**Aufgabenstellung:**
Formatiere alle Zeilen der folgenden Datensätze als JSON-Liste aus Zeichenketten, mit genau einer Zeichenkette pro Zeile und ohne Leerzeilen.
»»
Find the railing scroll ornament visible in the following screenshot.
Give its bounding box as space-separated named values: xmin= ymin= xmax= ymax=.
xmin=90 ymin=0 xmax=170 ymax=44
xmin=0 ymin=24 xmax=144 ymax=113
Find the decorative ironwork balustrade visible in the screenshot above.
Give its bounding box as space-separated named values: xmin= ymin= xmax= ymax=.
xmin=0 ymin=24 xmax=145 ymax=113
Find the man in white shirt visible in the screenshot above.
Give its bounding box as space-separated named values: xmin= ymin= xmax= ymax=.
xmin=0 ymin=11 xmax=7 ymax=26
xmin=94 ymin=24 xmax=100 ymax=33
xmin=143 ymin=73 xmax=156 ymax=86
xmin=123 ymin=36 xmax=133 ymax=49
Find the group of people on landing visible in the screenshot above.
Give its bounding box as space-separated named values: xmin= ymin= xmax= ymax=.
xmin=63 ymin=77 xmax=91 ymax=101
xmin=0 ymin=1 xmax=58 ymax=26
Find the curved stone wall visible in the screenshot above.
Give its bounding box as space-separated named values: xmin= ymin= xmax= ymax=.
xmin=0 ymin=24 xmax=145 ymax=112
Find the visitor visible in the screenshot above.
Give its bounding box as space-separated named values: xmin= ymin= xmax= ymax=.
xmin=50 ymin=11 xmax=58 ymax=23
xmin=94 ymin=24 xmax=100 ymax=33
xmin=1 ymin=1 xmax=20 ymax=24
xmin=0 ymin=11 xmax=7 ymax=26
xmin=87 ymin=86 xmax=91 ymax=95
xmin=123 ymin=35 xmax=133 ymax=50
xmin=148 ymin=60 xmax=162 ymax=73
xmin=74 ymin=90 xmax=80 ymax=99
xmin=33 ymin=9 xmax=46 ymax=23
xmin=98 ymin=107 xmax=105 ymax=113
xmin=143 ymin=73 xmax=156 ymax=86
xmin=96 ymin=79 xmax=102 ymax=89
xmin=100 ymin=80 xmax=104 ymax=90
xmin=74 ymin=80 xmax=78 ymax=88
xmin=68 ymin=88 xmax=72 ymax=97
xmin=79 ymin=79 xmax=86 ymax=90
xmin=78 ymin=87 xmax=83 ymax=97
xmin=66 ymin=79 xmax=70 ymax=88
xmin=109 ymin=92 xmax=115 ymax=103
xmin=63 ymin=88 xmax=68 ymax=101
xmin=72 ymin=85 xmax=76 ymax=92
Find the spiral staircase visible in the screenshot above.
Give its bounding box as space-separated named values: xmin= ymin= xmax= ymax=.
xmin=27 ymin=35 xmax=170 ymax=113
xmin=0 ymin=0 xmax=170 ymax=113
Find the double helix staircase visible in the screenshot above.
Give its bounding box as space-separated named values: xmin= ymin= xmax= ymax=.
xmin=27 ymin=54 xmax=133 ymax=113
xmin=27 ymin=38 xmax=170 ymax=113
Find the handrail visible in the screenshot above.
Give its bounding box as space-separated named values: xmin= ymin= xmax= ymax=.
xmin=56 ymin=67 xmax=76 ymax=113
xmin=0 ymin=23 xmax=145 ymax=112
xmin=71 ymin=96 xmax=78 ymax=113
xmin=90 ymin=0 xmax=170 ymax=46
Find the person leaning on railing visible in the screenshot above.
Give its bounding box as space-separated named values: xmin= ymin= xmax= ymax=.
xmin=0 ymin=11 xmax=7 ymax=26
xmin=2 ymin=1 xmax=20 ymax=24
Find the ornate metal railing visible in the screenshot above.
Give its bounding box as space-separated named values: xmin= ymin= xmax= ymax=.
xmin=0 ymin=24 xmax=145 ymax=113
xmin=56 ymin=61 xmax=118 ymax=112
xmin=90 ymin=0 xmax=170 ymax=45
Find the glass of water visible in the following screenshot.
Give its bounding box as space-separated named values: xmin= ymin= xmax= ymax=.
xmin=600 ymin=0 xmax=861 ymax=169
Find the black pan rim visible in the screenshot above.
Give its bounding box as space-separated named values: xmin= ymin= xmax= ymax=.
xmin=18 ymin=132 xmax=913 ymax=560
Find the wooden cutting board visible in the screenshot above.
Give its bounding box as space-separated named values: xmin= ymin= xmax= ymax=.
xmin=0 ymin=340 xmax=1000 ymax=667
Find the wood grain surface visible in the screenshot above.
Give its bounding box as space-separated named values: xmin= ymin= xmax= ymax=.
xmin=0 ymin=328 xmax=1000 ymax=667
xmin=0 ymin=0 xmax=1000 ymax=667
««
**Lösung:**
[
  "Find the railing scroll ornament visible in the following screenshot.",
  "Give its bounding box as space-separated named values: xmin= ymin= xmax= ymax=.",
  "xmin=90 ymin=0 xmax=170 ymax=44",
  "xmin=0 ymin=24 xmax=144 ymax=113",
  "Find the decorative ironwork balustrade visible in the screenshot above.",
  "Give its bounding box as space-separated named values: xmin= ymin= xmax= ymax=.",
  "xmin=0 ymin=24 xmax=145 ymax=113",
  "Find the man in white shirt visible in the screenshot above.",
  "Give its bounding box as space-separated named values: xmin= ymin= xmax= ymax=.",
  "xmin=0 ymin=11 xmax=7 ymax=26",
  "xmin=94 ymin=24 xmax=100 ymax=33",
  "xmin=143 ymin=73 xmax=156 ymax=86",
  "xmin=123 ymin=36 xmax=133 ymax=49",
  "Find the group of people on landing visible in the screenshot above.",
  "Give its bounding box as space-separated named values: xmin= ymin= xmax= ymax=.",
  "xmin=63 ymin=77 xmax=91 ymax=101",
  "xmin=0 ymin=1 xmax=58 ymax=26",
  "Find the curved stone wall visible in the screenshot above.",
  "Give its bounding box as space-separated named values: xmin= ymin= xmax= ymax=.",
  "xmin=0 ymin=24 xmax=145 ymax=112",
  "Find the visitor visible in the screenshot above.",
  "Give its bounding box as space-separated named values: xmin= ymin= xmax= ymax=.",
  "xmin=50 ymin=11 xmax=58 ymax=23",
  "xmin=94 ymin=24 xmax=100 ymax=33",
  "xmin=1 ymin=1 xmax=20 ymax=24",
  "xmin=0 ymin=11 xmax=7 ymax=26",
  "xmin=87 ymin=86 xmax=91 ymax=95",
  "xmin=123 ymin=35 xmax=133 ymax=50",
  "xmin=148 ymin=60 xmax=162 ymax=73",
  "xmin=74 ymin=90 xmax=80 ymax=99",
  "xmin=33 ymin=9 xmax=46 ymax=23",
  "xmin=98 ymin=107 xmax=105 ymax=113",
  "xmin=143 ymin=73 xmax=156 ymax=86",
  "xmin=96 ymin=79 xmax=102 ymax=89",
  "xmin=100 ymin=80 xmax=104 ymax=90",
  "xmin=74 ymin=80 xmax=78 ymax=88",
  "xmin=68 ymin=88 xmax=72 ymax=97",
  "xmin=79 ymin=79 xmax=86 ymax=90",
  "xmin=78 ymin=87 xmax=83 ymax=97",
  "xmin=66 ymin=79 xmax=70 ymax=88",
  "xmin=109 ymin=92 xmax=115 ymax=103",
  "xmin=63 ymin=88 xmax=68 ymax=101",
  "xmin=72 ymin=85 xmax=76 ymax=92",
  "Find the spiral staircase visible in the screenshot above.",
  "Give its bounding box as space-separated named values: xmin= ymin= xmax= ymax=.",
  "xmin=27 ymin=35 xmax=170 ymax=113",
  "xmin=0 ymin=0 xmax=170 ymax=113",
  "Find the double helix staircase visible in the screenshot above.",
  "Give its bounding box as space-separated named values: xmin= ymin= xmax= ymax=.",
  "xmin=27 ymin=54 xmax=133 ymax=113",
  "xmin=27 ymin=38 xmax=170 ymax=113",
  "Find the handrail visible in the screenshot above.",
  "Give its bounding box as space-separated named values: xmin= ymin= xmax= ymax=.",
  "xmin=56 ymin=67 xmax=76 ymax=113",
  "xmin=0 ymin=23 xmax=145 ymax=112",
  "xmin=71 ymin=96 xmax=78 ymax=113",
  "xmin=90 ymin=0 xmax=170 ymax=46",
  "Find the person leaning on railing visible in the screenshot above.",
  "Give its bounding box as space-separated named values: xmin= ymin= xmax= ymax=.",
  "xmin=0 ymin=11 xmax=7 ymax=26",
  "xmin=2 ymin=1 xmax=20 ymax=24",
  "Find the ornate metal railing visible in the screenshot above.",
  "Give its bounding box as space-separated named values: xmin= ymin= xmax= ymax=.",
  "xmin=0 ymin=24 xmax=145 ymax=113",
  "xmin=56 ymin=61 xmax=118 ymax=112",
  "xmin=90 ymin=0 xmax=170 ymax=45",
  "Find the glass of water visible in the following screenshot.",
  "Give its bounding box as space-separated named values: xmin= ymin= xmax= ymax=.",
  "xmin=600 ymin=0 xmax=861 ymax=169",
  "Find the black pan rim visible in the screenshot above.",
  "Give its bounding box as space-separated named values: xmin= ymin= xmax= ymax=.",
  "xmin=18 ymin=132 xmax=913 ymax=560",
  "Find the wooden cutting board visible in the screenshot above.",
  "Give its bounding box as space-separated named values: xmin= ymin= xmax= ymax=.",
  "xmin=0 ymin=340 xmax=1000 ymax=667",
  "Find the wood grain surface visible in the screenshot above.",
  "Give its bounding box as space-separated named values: xmin= ymin= xmax= ymax=.",
  "xmin=0 ymin=328 xmax=1000 ymax=667",
  "xmin=0 ymin=0 xmax=1000 ymax=667"
]